### Exercise
Write the next part of the blog post about postpartum night sweats, picking up right after its final sentence.

Ok and a bunch of other stuff. But I’ll share Salt-n-Pepa since now the song is in your head.
After birth, you have a lot of excess fluid in your body. Your body handily deals with this in a number of ways. You pee a lot, you bleed for a few weeks. You have insane night sweats for maybe the entire rest of your life.
If you haven’t clicked through to the link to the video above, you should because it’s actually the perfect soundtrack to a post about babies and kids. And night sweats.
“So you wake up a little damp, big deal.” Cute. This isn’t “the duvet is a little warm tonight” sweat. This isn’t “whoops, forgot the A/C” sweat. This is sweat at Olympic volume. This is “how did I lose this much moisture? Am I dying?!” sweat. This is “how do I still have to pee?” sweat. We are talking drenched head to toe. It’s as if you took a shower and just laid down, then your partner got out a bucket and helpfully poured that on you.
Does that sound gross?
I’ve got news for you.
Making babies is messy business, soup to nuts.
It’s reassuring that way.
I’m beginning to notice some differences between this infancy and the twins’ infancy.

### Stored data

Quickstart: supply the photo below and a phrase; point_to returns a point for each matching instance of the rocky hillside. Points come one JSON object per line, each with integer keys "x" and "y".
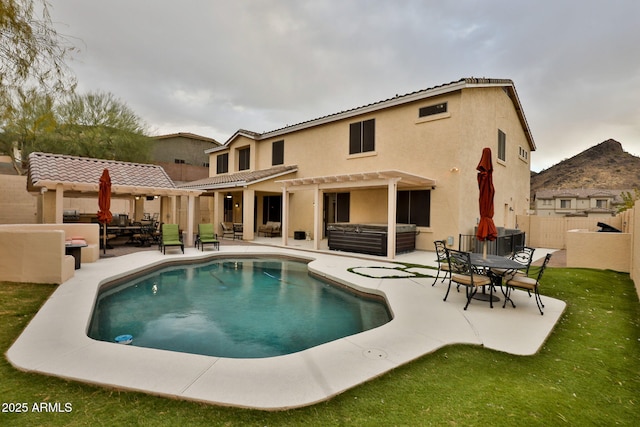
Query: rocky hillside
{"x": 604, "y": 166}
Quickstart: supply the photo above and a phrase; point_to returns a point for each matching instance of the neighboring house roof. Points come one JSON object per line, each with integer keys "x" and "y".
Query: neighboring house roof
{"x": 187, "y": 135}
{"x": 397, "y": 100}
{"x": 580, "y": 193}
{"x": 240, "y": 178}
{"x": 82, "y": 174}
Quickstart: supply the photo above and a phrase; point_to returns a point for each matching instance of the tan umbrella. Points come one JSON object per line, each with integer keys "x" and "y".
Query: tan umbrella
{"x": 104, "y": 204}
{"x": 486, "y": 228}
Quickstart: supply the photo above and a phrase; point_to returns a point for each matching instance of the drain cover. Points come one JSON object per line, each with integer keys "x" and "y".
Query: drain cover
{"x": 374, "y": 353}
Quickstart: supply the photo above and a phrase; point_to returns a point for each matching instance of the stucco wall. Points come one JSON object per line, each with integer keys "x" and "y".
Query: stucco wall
{"x": 17, "y": 206}
{"x": 90, "y": 233}
{"x": 34, "y": 256}
{"x": 446, "y": 148}
{"x": 599, "y": 250}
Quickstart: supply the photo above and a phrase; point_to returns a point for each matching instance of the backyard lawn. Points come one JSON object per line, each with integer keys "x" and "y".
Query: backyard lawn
{"x": 588, "y": 372}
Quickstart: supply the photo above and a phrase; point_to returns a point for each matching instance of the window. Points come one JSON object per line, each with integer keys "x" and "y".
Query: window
{"x": 222, "y": 163}
{"x": 432, "y": 110}
{"x": 362, "y": 136}
{"x": 502, "y": 146}
{"x": 414, "y": 207}
{"x": 277, "y": 153}
{"x": 272, "y": 209}
{"x": 243, "y": 159}
{"x": 523, "y": 154}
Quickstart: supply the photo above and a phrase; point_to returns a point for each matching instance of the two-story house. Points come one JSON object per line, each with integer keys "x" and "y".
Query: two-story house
{"x": 578, "y": 202}
{"x": 408, "y": 159}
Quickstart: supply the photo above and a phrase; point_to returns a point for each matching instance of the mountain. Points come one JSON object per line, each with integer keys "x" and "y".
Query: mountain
{"x": 604, "y": 166}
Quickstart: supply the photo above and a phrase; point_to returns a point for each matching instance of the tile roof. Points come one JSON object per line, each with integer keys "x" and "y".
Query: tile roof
{"x": 83, "y": 170}
{"x": 579, "y": 193}
{"x": 240, "y": 178}
{"x": 468, "y": 82}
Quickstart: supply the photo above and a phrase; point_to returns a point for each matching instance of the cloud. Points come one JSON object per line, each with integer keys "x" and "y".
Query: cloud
{"x": 219, "y": 66}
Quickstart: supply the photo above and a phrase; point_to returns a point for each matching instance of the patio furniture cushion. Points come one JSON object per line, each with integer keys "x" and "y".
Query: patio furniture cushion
{"x": 463, "y": 273}
{"x": 171, "y": 237}
{"x": 206, "y": 236}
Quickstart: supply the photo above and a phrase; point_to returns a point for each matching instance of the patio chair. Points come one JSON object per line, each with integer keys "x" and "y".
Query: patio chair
{"x": 206, "y": 236}
{"x": 226, "y": 230}
{"x": 526, "y": 283}
{"x": 237, "y": 232}
{"x": 171, "y": 237}
{"x": 523, "y": 255}
{"x": 443, "y": 262}
{"x": 463, "y": 273}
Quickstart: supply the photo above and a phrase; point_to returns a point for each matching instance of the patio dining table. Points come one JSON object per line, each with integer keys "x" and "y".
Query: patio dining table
{"x": 489, "y": 262}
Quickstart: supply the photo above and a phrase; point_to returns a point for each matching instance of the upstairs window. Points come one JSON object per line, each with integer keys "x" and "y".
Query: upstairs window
{"x": 523, "y": 154}
{"x": 243, "y": 159}
{"x": 277, "y": 153}
{"x": 362, "y": 136}
{"x": 432, "y": 110}
{"x": 222, "y": 163}
{"x": 502, "y": 146}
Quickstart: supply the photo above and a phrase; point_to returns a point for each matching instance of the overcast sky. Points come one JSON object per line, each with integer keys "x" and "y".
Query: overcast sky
{"x": 213, "y": 67}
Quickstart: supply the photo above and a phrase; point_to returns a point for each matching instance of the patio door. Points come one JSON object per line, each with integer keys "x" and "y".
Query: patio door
{"x": 335, "y": 209}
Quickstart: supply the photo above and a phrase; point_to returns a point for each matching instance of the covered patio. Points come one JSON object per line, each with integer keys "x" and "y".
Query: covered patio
{"x": 54, "y": 176}
{"x": 392, "y": 180}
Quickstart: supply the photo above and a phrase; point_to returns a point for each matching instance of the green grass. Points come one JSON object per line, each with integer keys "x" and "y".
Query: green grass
{"x": 587, "y": 373}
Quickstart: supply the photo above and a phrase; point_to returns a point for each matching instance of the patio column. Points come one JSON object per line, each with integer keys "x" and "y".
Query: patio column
{"x": 190, "y": 214}
{"x": 174, "y": 210}
{"x": 248, "y": 207}
{"x": 317, "y": 217}
{"x": 285, "y": 216}
{"x": 391, "y": 217}
{"x": 59, "y": 203}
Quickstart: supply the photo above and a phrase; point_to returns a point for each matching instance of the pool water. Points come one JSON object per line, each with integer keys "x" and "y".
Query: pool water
{"x": 240, "y": 308}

### Response to this task
To state the obvious – I know what to expect. Before the twins were born, we were living normal 30-year-olds’ lives. Disposable income, last minute trips, staying up late, the whole bit. Then we had two babies at once. I didn’t appreciate how difficult that was, despite it being utter devastating in some ways, until we had Grant. I remember seeing other parents with three little kids and feeling panic (long before we got pregnant again), because I’d read some dumb article that said that three kids was the most stressful number – but if you can handle three, you can handle basically any number (obviously not necessarily financially). But this time having a baby wasn’t a big adjustment. We haven’t even put together a nursery, and he’s probably going to live in our walk-in closet (it has a big window). Adding Grant has been an adjustment because I’m home and breastfeeding. It hasn’t upended our lives. It’s definitely an addition, not some cataclysmic event.
Sure, I’m not taking it all quite as seriously in some ways – I know I won’t screw him up for life, but I forgot to add him to my insurance until the hospital called me yesterday and asked me to. I tried to add the twins before they were born. But I also know the most important things are immutable.
Now that I can directly compare 4.5 year-olds to a newborn, I can see how our selves and relationship to each other has grown over time.
We used to joke that singleton parents must always fight over who gets to hold the baby. With the twins, we always had a baby to hold. I monopolize Grant. He’s either in my arms or within a couple feet of me around 23 hours a day. Bob can barely get in a cuddle. And consequently, Grant is really just an extension of my own body still. I remember with the twins, I wouldn’t actually talk to them much, because I kept using telepathy, as I did when they were in the womb. Likewise, I have to remember to use my external voice with Grant.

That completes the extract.